概要
なんちゃってアジャイル症候群,「運用でカバー」依存症,永遠の進捗90%……IT業界の問題とその原因,対処法を体系化
「流行っているものに闇雲に飛びつきマネするも,うまくいかなければ『ウチには合わない』と早々に捨て去ってしまう」
「リスクをまるで無視して,目先のマイルストーンだけを目指してひたすら突進し,プロジェクトが破綻」
「トラブルの原因を十分に分析しないまま,もっともらしい再発防止策はとられるものの,問題が再発」
今日もIT業界のどこかの現場で猛威をふるっている“病気”の原因と背景,そして治療法と予防法を,現場の一線で活躍するエンジニアたちが体系化。開発,レビュー・テスト,保守・運用,マネジメント,業界まで,「あるある」で終わらせず,一歩先に踏み出すためのヒントが満載。
こんな方におすすめ
- IT業界で働いている方
- IT業界への就職を考えている方
- システムの発注者・ユーザー
著者から一言
「IT業界には問題が山積みされている」
まるで決まり文句のように,さまざまな人が口をそろえて指摘しています。
「アジャイル開発を導入するも,表面的なプラクティスをなぞるだけ。実施すべき作業を『面倒だから』と単純に省略して骨抜きにし,プロジェクトを行き当たりばったりで進め,火を吹いてしまう」
「コストと納期が非常に厳しい状況下では計画を立てるのは無意味であると,リスクをまるで無視して,目先のマイルストーンだけを目指してひたすら突進し,破たんしてしまう」
「何か新しい技法を取り入れようとしても,『理想と現実は違う』『作業が増えてしまう』『すぐに効果が見込めない』と突っぱねられてしまう」

# 作業内容
IT業界の問題を扱った書籍紹介文の「著者から一言」を、最後の引用文の後から書き継いでください。 この後のデータは参照する必要がありません。

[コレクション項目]
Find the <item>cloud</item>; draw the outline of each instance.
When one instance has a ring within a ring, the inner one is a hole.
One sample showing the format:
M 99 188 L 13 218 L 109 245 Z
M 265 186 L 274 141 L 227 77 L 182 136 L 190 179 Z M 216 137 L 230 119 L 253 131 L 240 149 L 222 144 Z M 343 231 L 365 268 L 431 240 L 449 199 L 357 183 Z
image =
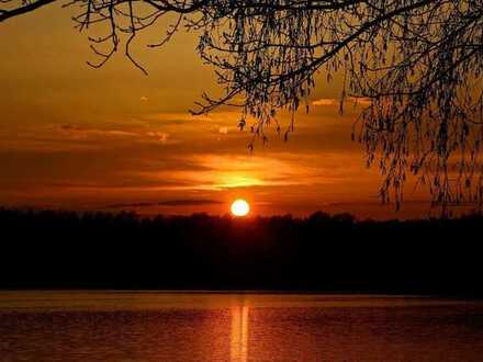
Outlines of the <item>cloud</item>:
M 153 132 L 153 131 L 149 131 L 149 132 L 146 133 L 146 135 L 148 137 L 156 138 L 157 140 L 159 140 L 162 144 L 166 144 L 168 138 L 169 138 L 169 134 L 166 133 L 166 132 Z
M 181 199 L 181 200 L 166 200 L 158 202 L 137 202 L 125 204 L 108 205 L 108 208 L 128 208 L 128 207 L 153 207 L 153 206 L 202 206 L 202 205 L 218 205 L 223 202 L 210 199 Z
M 333 98 L 321 98 L 316 101 L 313 101 L 312 105 L 314 105 L 314 106 L 335 105 L 335 104 L 337 104 L 337 102 L 338 101 Z
M 364 97 L 349 97 L 347 98 L 347 101 L 351 103 L 357 103 L 361 105 L 370 105 L 371 100 L 369 98 Z M 321 98 L 318 100 L 315 100 L 312 102 L 312 105 L 314 106 L 330 106 L 330 105 L 338 105 L 340 103 L 340 100 L 334 99 L 334 98 Z

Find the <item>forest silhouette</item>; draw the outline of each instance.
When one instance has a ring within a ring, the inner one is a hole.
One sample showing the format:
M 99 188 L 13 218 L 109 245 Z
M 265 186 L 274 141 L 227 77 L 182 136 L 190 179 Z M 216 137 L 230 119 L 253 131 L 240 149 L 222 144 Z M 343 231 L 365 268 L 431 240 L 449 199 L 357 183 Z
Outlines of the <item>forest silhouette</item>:
M 0 210 L 1 289 L 483 296 L 483 216 L 357 220 Z

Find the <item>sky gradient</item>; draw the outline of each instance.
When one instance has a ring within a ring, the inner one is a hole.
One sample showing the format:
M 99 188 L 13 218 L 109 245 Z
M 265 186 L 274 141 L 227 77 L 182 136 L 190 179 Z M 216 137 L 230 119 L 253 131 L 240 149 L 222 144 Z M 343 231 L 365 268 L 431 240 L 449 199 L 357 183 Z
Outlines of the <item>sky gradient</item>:
M 122 53 L 96 70 L 71 14 L 53 4 L 0 25 L 0 205 L 225 214 L 245 197 L 262 215 L 427 213 L 427 195 L 411 183 L 400 213 L 380 205 L 377 167 L 368 169 L 350 140 L 361 106 L 339 115 L 337 79 L 326 84 L 319 75 L 311 111 L 297 114 L 288 143 L 271 129 L 250 154 L 236 110 L 188 113 L 203 91 L 220 94 L 195 54 L 195 34 L 161 49 L 145 44 L 162 29 L 141 36 L 133 53 L 148 77 Z

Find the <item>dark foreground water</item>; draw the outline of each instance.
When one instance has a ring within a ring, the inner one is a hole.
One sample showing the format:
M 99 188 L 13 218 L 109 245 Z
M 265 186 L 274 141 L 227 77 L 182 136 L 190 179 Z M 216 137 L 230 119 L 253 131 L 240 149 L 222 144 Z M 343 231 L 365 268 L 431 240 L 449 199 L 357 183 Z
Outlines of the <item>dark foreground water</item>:
M 0 361 L 483 361 L 483 304 L 0 292 Z

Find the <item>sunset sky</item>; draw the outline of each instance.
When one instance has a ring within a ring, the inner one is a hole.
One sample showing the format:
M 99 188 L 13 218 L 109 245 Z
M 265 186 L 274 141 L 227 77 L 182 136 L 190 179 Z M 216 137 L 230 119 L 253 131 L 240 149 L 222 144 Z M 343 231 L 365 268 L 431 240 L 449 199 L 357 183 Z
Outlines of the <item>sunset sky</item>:
M 71 14 L 53 4 L 0 24 L 1 205 L 225 214 L 244 197 L 261 215 L 427 211 L 427 195 L 411 186 L 398 214 L 379 204 L 378 170 L 350 140 L 360 106 L 338 114 L 337 80 L 319 76 L 311 112 L 297 114 L 288 143 L 272 129 L 250 155 L 238 111 L 188 113 L 203 91 L 220 94 L 195 54 L 196 34 L 178 34 L 161 49 L 145 45 L 164 29 L 141 36 L 133 52 L 148 77 L 122 52 L 96 70 Z

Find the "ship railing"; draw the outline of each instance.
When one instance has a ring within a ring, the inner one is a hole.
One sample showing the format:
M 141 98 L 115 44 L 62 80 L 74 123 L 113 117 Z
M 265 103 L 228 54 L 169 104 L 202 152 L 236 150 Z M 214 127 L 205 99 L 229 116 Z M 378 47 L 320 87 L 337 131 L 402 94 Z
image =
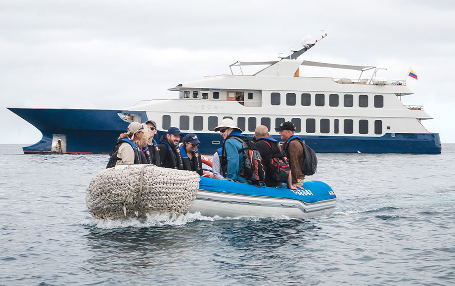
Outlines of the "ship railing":
M 407 105 L 405 106 L 410 110 L 423 110 L 423 106 L 422 105 Z
M 347 84 L 375 84 L 378 85 L 406 85 L 406 80 L 388 80 L 385 78 L 377 79 L 368 79 L 368 78 L 357 78 L 352 79 L 347 77 L 342 77 L 341 78 L 333 78 L 333 80 L 337 83 L 343 83 Z

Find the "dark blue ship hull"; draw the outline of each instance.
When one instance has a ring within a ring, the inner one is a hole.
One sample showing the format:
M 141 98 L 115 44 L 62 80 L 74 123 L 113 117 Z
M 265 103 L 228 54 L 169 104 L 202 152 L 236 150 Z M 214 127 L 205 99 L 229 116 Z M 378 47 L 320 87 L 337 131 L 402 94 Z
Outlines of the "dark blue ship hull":
M 121 110 L 37 109 L 9 108 L 9 110 L 38 128 L 43 134 L 41 140 L 24 147 L 24 153 L 51 152 L 53 134 L 66 136 L 67 153 L 108 154 L 120 133 L 129 124 L 119 113 L 133 112 L 141 115 L 141 121 L 147 120 L 145 111 Z M 159 131 L 159 138 L 164 131 Z M 198 133 L 203 154 L 213 154 L 222 146 L 219 133 Z M 441 141 L 437 133 L 386 133 L 380 137 L 367 136 L 327 136 L 303 135 L 300 138 L 317 153 L 400 153 L 439 154 Z M 250 139 L 252 135 L 247 135 Z M 279 136 L 273 138 L 280 141 Z M 220 144 L 214 144 L 213 141 Z

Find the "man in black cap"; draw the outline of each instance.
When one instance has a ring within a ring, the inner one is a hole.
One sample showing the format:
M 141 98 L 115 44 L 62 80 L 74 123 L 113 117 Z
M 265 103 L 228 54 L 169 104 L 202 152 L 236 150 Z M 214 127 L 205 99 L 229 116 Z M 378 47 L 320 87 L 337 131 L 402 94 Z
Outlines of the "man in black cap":
M 171 127 L 163 135 L 158 144 L 160 148 L 161 167 L 182 170 L 183 162 L 179 147 L 179 142 L 183 133 L 177 127 Z
M 275 128 L 275 131 L 279 132 L 281 140 L 284 140 L 282 147 L 291 167 L 292 185 L 301 187 L 305 178 L 300 166 L 303 163 L 303 147 L 300 139 L 294 135 L 295 126 L 290 121 L 286 121 Z

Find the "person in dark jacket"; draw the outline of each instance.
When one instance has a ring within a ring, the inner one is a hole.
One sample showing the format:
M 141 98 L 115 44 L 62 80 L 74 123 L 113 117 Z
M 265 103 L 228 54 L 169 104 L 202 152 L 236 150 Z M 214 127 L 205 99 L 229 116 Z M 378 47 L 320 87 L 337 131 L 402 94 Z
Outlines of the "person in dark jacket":
M 180 145 L 180 154 L 183 163 L 183 169 L 193 171 L 199 176 L 204 175 L 202 171 L 202 160 L 201 153 L 197 149 L 200 144 L 197 135 L 188 133 L 183 139 L 183 143 Z
M 158 167 L 161 167 L 160 162 L 160 147 L 158 146 L 156 141 L 153 139 L 158 132 L 156 123 L 153 120 L 148 120 L 145 125 L 149 128 L 149 139 L 147 145 L 143 148 L 143 152 L 148 164 L 153 164 Z
M 163 135 L 158 144 L 160 149 L 161 167 L 183 170 L 183 164 L 179 147 L 179 142 L 183 133 L 177 127 L 171 127 Z

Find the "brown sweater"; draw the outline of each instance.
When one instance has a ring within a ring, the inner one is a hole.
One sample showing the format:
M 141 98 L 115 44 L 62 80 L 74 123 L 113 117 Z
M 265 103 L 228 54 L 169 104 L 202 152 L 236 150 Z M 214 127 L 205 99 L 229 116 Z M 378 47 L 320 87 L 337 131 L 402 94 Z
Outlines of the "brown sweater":
M 291 167 L 292 183 L 295 184 L 297 182 L 297 179 L 303 180 L 305 178 L 305 175 L 302 173 L 302 170 L 299 166 L 303 163 L 303 158 L 300 158 L 300 156 L 303 154 L 303 147 L 302 147 L 300 142 L 297 140 L 291 141 L 289 144 L 289 157 L 287 159 L 289 161 L 289 167 Z

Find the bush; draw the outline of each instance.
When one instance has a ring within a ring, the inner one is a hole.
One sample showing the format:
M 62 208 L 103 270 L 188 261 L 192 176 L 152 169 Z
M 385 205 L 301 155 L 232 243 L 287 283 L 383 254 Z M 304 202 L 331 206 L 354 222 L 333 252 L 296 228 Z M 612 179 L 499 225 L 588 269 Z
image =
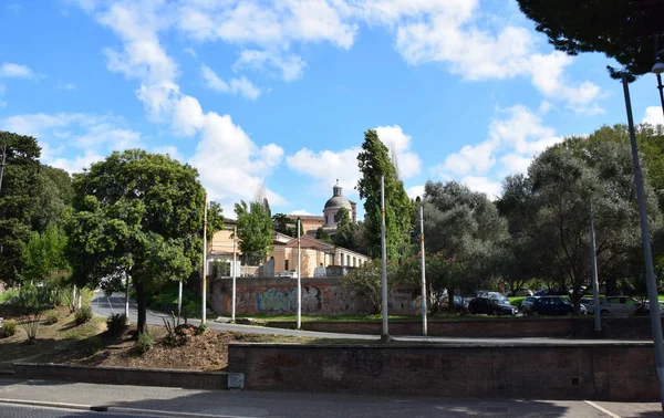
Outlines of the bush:
M 12 336 L 17 333 L 17 322 L 14 320 L 7 320 L 2 323 L 2 336 Z
M 111 314 L 106 320 L 106 328 L 108 334 L 117 336 L 128 328 L 128 321 L 124 313 Z
M 136 343 L 134 344 L 136 351 L 141 354 L 149 352 L 154 345 L 155 338 L 153 338 L 151 333 L 138 334 L 138 339 L 136 339 Z
M 58 315 L 58 311 L 49 311 L 46 313 L 46 325 L 53 325 L 60 321 L 60 316 Z
M 206 324 L 200 324 L 200 326 L 198 326 L 196 328 L 196 335 L 203 335 L 208 331 L 208 326 Z
M 76 311 L 76 325 L 81 325 L 92 320 L 92 307 L 90 305 L 81 306 Z
M 83 353 L 91 356 L 103 348 L 102 338 L 97 335 L 89 338 L 83 346 Z

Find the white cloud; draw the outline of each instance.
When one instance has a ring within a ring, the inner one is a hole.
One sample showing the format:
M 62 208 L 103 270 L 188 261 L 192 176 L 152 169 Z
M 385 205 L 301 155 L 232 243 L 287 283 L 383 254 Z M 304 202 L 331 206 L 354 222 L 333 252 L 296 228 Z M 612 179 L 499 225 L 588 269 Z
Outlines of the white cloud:
M 647 106 L 645 108 L 645 116 L 643 116 L 641 122 L 651 125 L 664 125 L 664 113 L 662 112 L 662 106 Z
M 0 66 L 0 79 L 34 79 L 35 74 L 27 65 L 6 62 Z
M 500 181 L 491 180 L 488 177 L 466 176 L 461 178 L 461 182 L 471 190 L 486 194 L 491 200 L 498 198 L 502 191 Z
M 526 173 L 536 155 L 563 139 L 525 106 L 498 112 L 504 117 L 490 123 L 486 140 L 450 154 L 432 173 L 444 180 L 460 177 L 474 190 L 498 196 L 500 182 L 496 178 Z
M 417 154 L 411 150 L 412 138 L 404 134 L 398 125 L 376 127 L 378 138 L 397 156 L 397 166 L 403 178 L 411 178 L 421 171 L 422 161 Z M 315 187 L 324 194 L 339 180 L 346 194 L 357 185 L 360 169 L 357 155 L 361 147 L 346 148 L 340 151 L 324 149 L 313 151 L 302 148 L 286 158 L 290 169 L 309 175 L 317 180 Z
M 203 65 L 203 79 L 205 85 L 218 93 L 240 94 L 249 100 L 255 101 L 260 95 L 260 88 L 253 85 L 249 79 L 241 76 L 240 79 L 231 79 L 230 82 L 225 82 L 207 65 Z
M 391 156 L 396 155 L 398 174 L 403 179 L 408 179 L 419 174 L 422 160 L 417 154 L 411 150 L 412 138 L 404 134 L 398 125 L 378 126 L 376 128 L 378 138 L 387 146 Z
M 58 84 L 58 88 L 73 91 L 76 90 L 76 85 L 74 83 L 60 83 Z
M 301 209 L 301 210 L 293 210 L 293 211 L 290 212 L 290 215 L 311 215 L 311 213 L 309 213 L 304 209 Z
M 424 185 L 422 186 L 413 186 L 406 189 L 406 194 L 411 199 L 416 199 L 417 197 L 424 197 Z
M 290 169 L 315 178 L 321 191 L 329 192 L 338 179 L 341 187 L 352 190 L 360 178 L 357 154 L 361 150 L 360 147 L 353 147 L 341 151 L 325 149 L 314 153 L 302 148 L 288 156 L 286 163 Z

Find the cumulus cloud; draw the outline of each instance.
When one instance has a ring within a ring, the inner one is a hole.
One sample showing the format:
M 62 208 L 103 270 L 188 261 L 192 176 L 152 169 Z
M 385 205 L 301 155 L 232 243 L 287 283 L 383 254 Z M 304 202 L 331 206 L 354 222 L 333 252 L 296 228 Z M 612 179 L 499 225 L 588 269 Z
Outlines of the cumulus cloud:
M 526 173 L 536 155 L 563 139 L 526 106 L 500 109 L 499 115 L 502 117 L 489 124 L 487 139 L 465 145 L 432 173 L 444 180 L 457 178 L 474 190 L 496 197 L 501 190 L 498 179 Z
M 643 116 L 641 122 L 651 125 L 664 125 L 664 113 L 662 113 L 662 106 L 646 107 L 645 116 Z
M 260 95 L 260 88 L 253 85 L 249 79 L 241 76 L 240 79 L 231 79 L 228 83 L 219 79 L 219 76 L 207 65 L 203 65 L 203 80 L 205 85 L 218 93 L 240 94 L 249 100 L 255 101 Z
M 0 79 L 34 79 L 35 74 L 27 65 L 6 62 L 0 66 Z

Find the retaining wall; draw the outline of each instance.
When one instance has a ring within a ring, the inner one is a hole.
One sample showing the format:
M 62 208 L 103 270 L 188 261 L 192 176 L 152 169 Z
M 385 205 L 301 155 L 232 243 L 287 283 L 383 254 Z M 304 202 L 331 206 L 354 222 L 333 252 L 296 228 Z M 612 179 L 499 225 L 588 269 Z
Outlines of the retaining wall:
M 66 364 L 14 363 L 21 379 L 84 382 L 108 385 L 167 386 L 189 389 L 226 389 L 226 372 L 191 372 L 131 367 L 86 367 Z
M 362 315 L 372 306 L 355 292 L 341 286 L 342 278 L 303 278 L 302 314 L 304 315 Z M 294 314 L 298 309 L 298 281 L 291 278 L 238 278 L 236 279 L 236 313 Z M 230 315 L 232 306 L 232 279 L 221 278 L 211 282 L 209 296 L 211 309 L 221 315 Z M 413 289 L 397 288 L 390 293 L 390 313 L 416 315 L 421 312 L 419 296 Z
M 294 321 L 270 321 L 268 326 L 294 328 Z M 381 335 L 382 323 L 377 321 L 305 321 L 302 330 L 341 333 Z M 582 317 L 522 317 L 522 318 L 481 318 L 429 321 L 427 333 L 432 336 L 447 337 L 572 337 L 609 339 L 651 339 L 652 331 L 649 317 L 605 318 L 602 331 L 594 332 L 592 316 Z M 422 321 L 392 321 L 391 335 L 422 335 Z
M 658 400 L 652 344 L 342 346 L 229 344 L 248 390 Z

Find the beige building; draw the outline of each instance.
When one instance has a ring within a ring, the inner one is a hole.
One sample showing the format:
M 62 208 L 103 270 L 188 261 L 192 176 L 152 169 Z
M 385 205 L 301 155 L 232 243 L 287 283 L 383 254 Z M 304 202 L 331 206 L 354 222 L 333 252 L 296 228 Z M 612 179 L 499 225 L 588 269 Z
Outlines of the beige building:
M 338 217 L 336 212 L 342 207 L 346 208 L 351 215 L 351 219 L 356 219 L 355 202 L 352 202 L 343 197 L 342 188 L 339 182 L 333 188 L 333 196 L 325 202 L 323 216 L 312 215 L 289 215 L 290 219 L 302 222 L 304 236 L 300 238 L 300 264 L 301 276 L 313 278 L 328 274 L 342 274 L 347 271 L 347 268 L 357 268 L 369 261 L 369 258 L 349 249 L 336 247 L 334 244 L 317 240 L 315 231 L 323 227 L 334 234 L 336 231 Z M 225 274 L 232 275 L 235 268 L 236 275 L 262 275 L 271 276 L 281 272 L 297 271 L 298 269 L 298 239 L 283 233 L 274 232 L 272 241 L 272 251 L 263 265 L 250 267 L 246 265 L 242 254 L 240 253 L 237 242 L 234 247 L 234 228 L 236 221 L 227 219 L 225 229 L 215 233 L 212 242 L 208 249 L 208 271 L 212 271 L 214 261 L 224 261 L 228 264 Z M 232 263 L 235 253 L 236 263 Z M 332 269 L 321 269 L 332 268 Z M 334 269 L 341 268 L 341 269 Z M 318 269 L 318 270 L 317 270 Z

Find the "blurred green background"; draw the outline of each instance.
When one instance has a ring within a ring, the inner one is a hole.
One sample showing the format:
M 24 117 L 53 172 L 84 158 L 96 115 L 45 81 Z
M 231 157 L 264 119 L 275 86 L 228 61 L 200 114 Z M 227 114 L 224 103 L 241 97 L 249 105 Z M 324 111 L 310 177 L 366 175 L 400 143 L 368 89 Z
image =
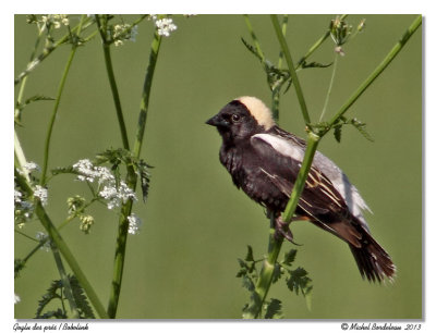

# 解答
「流行っているものに闇雲に飛びつきマネするも,うまくいかなければ『ウチには合わない』と早々に捨て去ってしまう」
「トラブルの原因を十分に分析しないまま,もっともらしい再発防止策はとられるものの,問題が再発する」
そんな「思考停止」「責任転嫁」「独善」「妥当でない価値観」「悪い状況や習慣への慣れと麻痺」といった,ドロドロしたネガティブな要因に起因する問題ばかり。問題に気づいた者が技術論・方法論をいくら説いても,問題が問題として扱われずに軽視されることもあります。一生懸命に取り組んでいるのにわかってもらえず,歯がゆさを味わうばかり。いつしか徒労感や無力感にさいなまれて,「現実はこんなものさ」と悪く達観し,先に進む力を徐々に失ってしまうことにもなってしまいます。
こんな状況でいいはずがありません。では,どうすればいいのでしょうか。IT業界では,優れた知見が書籍,記事,論文などで広く共有されていますが,それらを取り入れようとすれば問題は解決していく,という単純な話ではありません。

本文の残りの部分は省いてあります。